## [Problem to work on]
Exactly copy the final stretch of the listing below: the line with "Keypoint placement rule: for each instance of the exposed" and every line after it.

=== Exercise material ===

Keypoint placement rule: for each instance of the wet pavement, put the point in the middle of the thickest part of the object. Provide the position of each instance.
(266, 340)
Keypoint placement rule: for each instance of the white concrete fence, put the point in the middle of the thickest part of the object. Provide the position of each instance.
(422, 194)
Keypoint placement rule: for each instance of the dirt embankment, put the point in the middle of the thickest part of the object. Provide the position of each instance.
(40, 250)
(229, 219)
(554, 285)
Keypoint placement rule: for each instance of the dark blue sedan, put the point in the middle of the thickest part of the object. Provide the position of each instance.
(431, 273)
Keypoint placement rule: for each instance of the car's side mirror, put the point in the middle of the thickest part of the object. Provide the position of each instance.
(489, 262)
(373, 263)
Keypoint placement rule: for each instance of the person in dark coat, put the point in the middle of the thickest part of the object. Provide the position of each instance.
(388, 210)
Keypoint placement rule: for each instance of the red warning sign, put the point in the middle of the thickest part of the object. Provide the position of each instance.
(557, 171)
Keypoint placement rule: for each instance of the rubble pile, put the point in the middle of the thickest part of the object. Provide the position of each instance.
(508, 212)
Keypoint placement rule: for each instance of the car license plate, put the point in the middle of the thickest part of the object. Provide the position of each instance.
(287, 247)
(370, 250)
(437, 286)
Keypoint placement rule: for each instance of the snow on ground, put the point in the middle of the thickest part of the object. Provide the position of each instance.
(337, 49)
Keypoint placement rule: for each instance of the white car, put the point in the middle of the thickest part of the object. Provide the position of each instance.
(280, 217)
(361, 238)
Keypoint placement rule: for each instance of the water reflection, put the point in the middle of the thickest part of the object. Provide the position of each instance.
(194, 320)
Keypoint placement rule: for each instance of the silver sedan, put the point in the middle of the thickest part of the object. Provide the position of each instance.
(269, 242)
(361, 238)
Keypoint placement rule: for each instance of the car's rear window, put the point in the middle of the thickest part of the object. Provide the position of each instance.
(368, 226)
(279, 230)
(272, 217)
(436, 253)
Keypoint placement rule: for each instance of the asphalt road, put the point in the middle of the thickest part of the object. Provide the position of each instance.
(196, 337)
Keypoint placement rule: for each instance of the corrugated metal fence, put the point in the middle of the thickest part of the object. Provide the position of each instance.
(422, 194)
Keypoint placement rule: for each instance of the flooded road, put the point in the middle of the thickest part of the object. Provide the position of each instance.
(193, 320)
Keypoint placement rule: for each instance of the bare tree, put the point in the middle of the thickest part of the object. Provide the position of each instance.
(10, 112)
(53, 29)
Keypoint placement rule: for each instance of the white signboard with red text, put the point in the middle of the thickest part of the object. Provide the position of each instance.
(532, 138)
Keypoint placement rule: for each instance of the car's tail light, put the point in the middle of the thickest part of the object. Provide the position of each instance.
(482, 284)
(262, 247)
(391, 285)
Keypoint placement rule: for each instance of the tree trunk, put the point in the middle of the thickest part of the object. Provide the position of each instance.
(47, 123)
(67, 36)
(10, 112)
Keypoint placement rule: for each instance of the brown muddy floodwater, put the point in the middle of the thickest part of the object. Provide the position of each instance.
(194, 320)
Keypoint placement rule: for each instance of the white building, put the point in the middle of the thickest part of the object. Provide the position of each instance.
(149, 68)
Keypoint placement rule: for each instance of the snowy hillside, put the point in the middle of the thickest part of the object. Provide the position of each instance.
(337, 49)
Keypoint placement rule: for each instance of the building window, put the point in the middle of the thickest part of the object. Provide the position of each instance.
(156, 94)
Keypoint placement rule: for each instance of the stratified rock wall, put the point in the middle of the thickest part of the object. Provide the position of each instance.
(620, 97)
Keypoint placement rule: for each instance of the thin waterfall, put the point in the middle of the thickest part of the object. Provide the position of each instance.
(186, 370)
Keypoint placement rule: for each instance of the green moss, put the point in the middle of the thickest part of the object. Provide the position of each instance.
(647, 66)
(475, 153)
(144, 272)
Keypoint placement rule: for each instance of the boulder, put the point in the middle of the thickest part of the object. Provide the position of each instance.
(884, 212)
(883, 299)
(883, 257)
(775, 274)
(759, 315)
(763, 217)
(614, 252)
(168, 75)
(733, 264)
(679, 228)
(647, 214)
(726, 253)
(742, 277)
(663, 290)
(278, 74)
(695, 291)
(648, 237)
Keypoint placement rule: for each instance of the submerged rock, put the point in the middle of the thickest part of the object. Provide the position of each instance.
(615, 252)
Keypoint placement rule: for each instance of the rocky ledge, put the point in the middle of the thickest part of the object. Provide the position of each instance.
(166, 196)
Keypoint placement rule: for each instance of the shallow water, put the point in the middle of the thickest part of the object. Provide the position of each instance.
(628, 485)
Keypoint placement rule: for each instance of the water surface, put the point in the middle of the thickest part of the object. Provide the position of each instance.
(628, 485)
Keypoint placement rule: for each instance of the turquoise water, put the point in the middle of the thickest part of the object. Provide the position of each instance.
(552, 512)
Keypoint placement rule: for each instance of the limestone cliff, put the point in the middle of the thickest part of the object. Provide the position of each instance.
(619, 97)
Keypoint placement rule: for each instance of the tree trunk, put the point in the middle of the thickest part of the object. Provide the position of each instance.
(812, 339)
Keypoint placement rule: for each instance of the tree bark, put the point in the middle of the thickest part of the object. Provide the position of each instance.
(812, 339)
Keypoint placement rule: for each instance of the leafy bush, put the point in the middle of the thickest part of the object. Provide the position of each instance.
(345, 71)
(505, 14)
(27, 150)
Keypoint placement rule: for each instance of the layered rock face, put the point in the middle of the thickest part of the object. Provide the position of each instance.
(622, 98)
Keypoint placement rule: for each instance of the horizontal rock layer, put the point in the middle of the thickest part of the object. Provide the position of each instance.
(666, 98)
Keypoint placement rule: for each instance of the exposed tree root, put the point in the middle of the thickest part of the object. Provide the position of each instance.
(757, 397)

===

## [Exercise result]
Keypoint placement rule: for each instance of the exposed tree root, put the point in the middle of the thickest part of the object. Provide the position of each instance.
(757, 397)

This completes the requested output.